> _Datos_:
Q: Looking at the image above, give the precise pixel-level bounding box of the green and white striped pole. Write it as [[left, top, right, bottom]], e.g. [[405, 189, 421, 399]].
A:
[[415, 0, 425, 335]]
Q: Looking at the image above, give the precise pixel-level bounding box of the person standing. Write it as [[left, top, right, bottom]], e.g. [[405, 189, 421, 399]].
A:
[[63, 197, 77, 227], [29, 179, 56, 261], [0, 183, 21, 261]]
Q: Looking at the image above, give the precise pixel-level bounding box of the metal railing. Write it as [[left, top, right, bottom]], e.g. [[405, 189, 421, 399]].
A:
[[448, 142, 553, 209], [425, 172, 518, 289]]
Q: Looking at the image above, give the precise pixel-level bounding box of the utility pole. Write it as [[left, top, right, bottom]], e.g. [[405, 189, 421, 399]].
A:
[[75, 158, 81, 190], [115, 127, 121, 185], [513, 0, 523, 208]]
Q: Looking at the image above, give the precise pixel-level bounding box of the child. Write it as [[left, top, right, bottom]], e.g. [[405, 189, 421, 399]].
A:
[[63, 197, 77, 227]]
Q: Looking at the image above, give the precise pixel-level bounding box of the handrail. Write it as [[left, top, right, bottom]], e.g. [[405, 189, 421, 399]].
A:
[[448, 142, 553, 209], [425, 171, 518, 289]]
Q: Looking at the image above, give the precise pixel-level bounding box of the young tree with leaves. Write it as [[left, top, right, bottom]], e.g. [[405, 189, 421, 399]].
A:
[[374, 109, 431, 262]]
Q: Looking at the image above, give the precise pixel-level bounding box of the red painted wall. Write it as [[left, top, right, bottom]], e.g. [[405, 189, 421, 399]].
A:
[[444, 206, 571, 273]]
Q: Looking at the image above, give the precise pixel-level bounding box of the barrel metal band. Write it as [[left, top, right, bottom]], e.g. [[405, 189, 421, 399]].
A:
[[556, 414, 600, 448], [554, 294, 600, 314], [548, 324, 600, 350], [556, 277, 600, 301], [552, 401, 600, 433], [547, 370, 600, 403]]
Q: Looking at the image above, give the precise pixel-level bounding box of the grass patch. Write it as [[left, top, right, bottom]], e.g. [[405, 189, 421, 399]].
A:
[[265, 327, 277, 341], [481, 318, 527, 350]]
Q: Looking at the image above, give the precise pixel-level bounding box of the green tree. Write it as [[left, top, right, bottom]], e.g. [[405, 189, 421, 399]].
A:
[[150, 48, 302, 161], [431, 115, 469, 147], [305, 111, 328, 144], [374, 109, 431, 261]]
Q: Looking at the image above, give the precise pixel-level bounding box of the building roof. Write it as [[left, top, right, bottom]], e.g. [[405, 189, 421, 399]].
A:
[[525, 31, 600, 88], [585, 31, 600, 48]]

> _Tarea a realizar_: Identifica las líneas de los datos que contienen la palabra "green" y cópialas todas.

> _Respuesta completa_:
Q: Looking at the image above, give the precise pixel-level bounding box of the green and white striped pole. Write it as [[left, top, right, bottom]], e.g. [[405, 189, 421, 399]].
Q: Looking at the image above, give the precise pixel-level bounding box of the green tree. Write it as [[left, top, right, bottom]], e.g. [[405, 189, 421, 399]].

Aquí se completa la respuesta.